═══ EXTRACTED TEXT
The 2020 Nobel Prize in physics has been awarded to Andrea Ghez of the University of California, Los Angeles, and Reinhard Genzel of the Max Planck Institute for Extraterrestrial Physics, for their discovery of the black hole at the center of the Milky Way galaxy. They share the award with Roger Penrose of Oxford University for his mathematical proof that black holes are an inevitable consequence of general relativity.
Ghez has close ties with Lawrence Livermore National Laboratory (LLNL) beginning with her work at the Lick Observatory on Mount Hamilton. At the W.M. Keck Observatory in Hawaii, the adaptive optics (AO) systems on those telescopes dramatically sped up the process of making the intricate observations of stellar orbits needed to infer the presence of the supermassive black hole at the galactic center.
In the 1990s, she and LLNL scientist Scot Olivier and former LLNL scientists Claire Max and Bruce Macintosh were instrumental in standing up the Center for Adaptive Optics. The center’s goal was to lead the revolution in AO by developing and demonstrating the technology, creating major improvements in AO systems and catalyzing advances nationwide. LLNL had a lead role in the development of the instruments and Ghez had a lead role in the use of those instruments for astronomy.
“She was incredibly inspiring — her enthusiasm for science was so incredible, just being in the same room with her made you feel that all this astro stuff was the most important thing in the world,” Macintosh said. “She's really one of the very best observational astronomers in the world.”
AO works by first taking an observation of a “guide star” — either a nearby natural star, or an artificially created point source made by exciting sodium atoms in the upper atmosphere with a powerful laser. The known position and brightness of that point source is used to calculate the effect of atmospheric turbulence at that instant. Using that information, the wavefront of the light from the astronomical target actually being observed can be reshaped in real time, via equipment such as rapidly deformable mirrors, to compensate for those atmospheric distortions.
The series of observations for Ghez’s most precise constraint of the mass of the supermassive black hole at the center of the galaxy began with the LLNL Keck Laser Guide Star.
“She was an excellent communicator and proponent of the scientific utility of the instrumentation that we developed, as well as an exceptional scientist who was an enthusiastic champion for the areas of astronomy in which she led seminal investigations,” Olivier said.
In addition to Ghez’s work, this year’s Nobel recipient for chemistry, Jennifer Doudna from Lawrence Berkeley National Laboratory, won for her work in gene editing. Her work was built upon foundational biology research conducted as part of the Human Genome Project, led by Lawrence Livermore, Los Alamos and Lawrence Berkeley national laboratories.
“This is an honor for the whole complex and how we do discovery-to-applied research every day,” said Paul Dabbar, undersecretary of DOE’s Office of Science, in a letter congratulating all laboratory directors.
══════
═══ SUPPLIED ENTRIES
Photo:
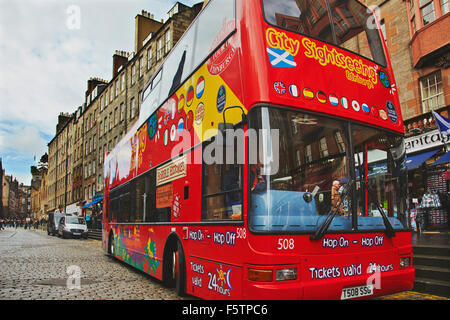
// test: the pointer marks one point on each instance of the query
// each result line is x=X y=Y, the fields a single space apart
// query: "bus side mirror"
x=226 y=125
x=307 y=196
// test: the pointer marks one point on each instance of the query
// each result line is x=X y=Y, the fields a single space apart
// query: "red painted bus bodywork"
x=218 y=255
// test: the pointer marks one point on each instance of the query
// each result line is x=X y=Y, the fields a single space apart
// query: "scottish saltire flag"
x=443 y=123
x=281 y=58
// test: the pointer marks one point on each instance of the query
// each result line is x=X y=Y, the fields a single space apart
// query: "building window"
x=323 y=148
x=432 y=92
x=123 y=81
x=111 y=93
x=132 y=108
x=133 y=74
x=167 y=41
x=298 y=158
x=116 y=116
x=308 y=154
x=159 y=49
x=141 y=66
x=412 y=15
x=149 y=58
x=445 y=6
x=122 y=111
x=427 y=11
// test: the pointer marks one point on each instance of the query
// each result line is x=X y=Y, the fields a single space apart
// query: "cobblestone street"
x=34 y=265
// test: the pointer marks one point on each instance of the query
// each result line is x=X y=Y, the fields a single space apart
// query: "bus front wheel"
x=111 y=244
x=175 y=269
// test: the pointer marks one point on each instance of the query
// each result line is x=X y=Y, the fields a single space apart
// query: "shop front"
x=428 y=179
x=92 y=212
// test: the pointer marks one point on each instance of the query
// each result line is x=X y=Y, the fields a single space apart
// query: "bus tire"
x=111 y=244
x=180 y=274
x=174 y=272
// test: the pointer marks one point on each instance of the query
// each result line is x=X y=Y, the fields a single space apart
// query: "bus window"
x=380 y=175
x=356 y=30
x=299 y=194
x=222 y=184
x=354 y=27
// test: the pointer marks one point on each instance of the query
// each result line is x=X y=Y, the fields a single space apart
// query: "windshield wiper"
x=333 y=211
x=390 y=232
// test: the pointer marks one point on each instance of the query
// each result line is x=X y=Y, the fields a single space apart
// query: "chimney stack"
x=144 y=25
x=120 y=59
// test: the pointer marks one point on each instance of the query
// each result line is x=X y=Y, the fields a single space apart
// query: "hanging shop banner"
x=173 y=170
x=425 y=141
x=164 y=196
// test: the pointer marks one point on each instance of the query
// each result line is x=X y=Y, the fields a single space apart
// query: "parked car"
x=72 y=226
x=53 y=222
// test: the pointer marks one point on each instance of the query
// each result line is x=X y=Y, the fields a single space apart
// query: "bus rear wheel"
x=176 y=269
x=111 y=244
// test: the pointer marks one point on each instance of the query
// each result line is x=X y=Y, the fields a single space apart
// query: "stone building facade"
x=417 y=37
x=109 y=110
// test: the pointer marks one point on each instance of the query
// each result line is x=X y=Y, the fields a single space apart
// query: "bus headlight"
x=286 y=274
x=405 y=262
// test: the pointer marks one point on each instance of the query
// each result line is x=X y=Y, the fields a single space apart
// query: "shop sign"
x=173 y=170
x=425 y=141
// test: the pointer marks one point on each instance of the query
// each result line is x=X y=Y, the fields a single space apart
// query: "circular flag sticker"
x=221 y=98
x=321 y=96
x=190 y=96
x=180 y=126
x=172 y=108
x=200 y=87
x=356 y=106
x=374 y=112
x=293 y=90
x=152 y=126
x=166 y=137
x=365 y=108
x=181 y=103
x=189 y=120
x=199 y=113
x=279 y=87
x=384 y=79
x=308 y=93
x=392 y=113
x=344 y=102
x=333 y=100
x=173 y=132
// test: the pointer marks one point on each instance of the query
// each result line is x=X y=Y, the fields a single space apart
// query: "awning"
x=412 y=162
x=97 y=199
x=444 y=159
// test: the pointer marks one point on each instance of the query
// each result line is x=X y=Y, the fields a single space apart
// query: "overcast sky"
x=48 y=51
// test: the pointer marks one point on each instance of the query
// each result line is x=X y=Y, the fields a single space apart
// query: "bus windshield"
x=354 y=26
x=314 y=175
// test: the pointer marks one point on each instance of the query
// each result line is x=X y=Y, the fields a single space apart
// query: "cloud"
x=47 y=62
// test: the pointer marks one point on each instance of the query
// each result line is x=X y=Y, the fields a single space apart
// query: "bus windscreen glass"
x=354 y=26
x=313 y=176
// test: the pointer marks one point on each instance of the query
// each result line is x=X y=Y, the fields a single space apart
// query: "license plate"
x=356 y=292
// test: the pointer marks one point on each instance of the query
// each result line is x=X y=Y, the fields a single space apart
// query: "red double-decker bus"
x=268 y=161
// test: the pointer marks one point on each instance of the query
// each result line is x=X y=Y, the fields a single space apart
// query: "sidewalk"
x=435 y=238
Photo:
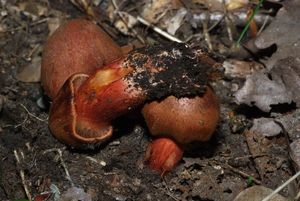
══════
**EXERCISES TO COMPLETE**
- A) According to the Nobel Prize article, what two kinds of guide star can adaptive optics use?
- B) Reproduce word for word the section of the Nobel Prize article that starts at the words "The series of" and ends after the words "Berkeley national laboratories.".

**ANSWERS BY TASK**
- A) A nearby natural star, or an artificial point source made by exciting sodium atoms in the upper atmosphere with a powerful laser.

- B)
The series of observations for Ghez’s most precise constraint of the mass of the supermassive black hole at the center of the galaxy began with the LLNL Keck Laser Guide Star.
“She was an excellent communicator and proponent of the scientific utility of the instrumentation that we developed, as well as an exceptional scientist who was an enthusiastic champion for the areas of astronomy in which she led seminal investigations,” Olivier said.
In addition to Ghez’s work, this year’s Nobel recipient for chemistry, Jennifer Doudna from Lawrence Berkeley National Laboratory, won for her work in gene editing. Her work was built upon foundational biology research conducted as part of the Human Genome Project, led by Lawrence Livermore, Los Alamos and Lawrence Berkeley national laboratories.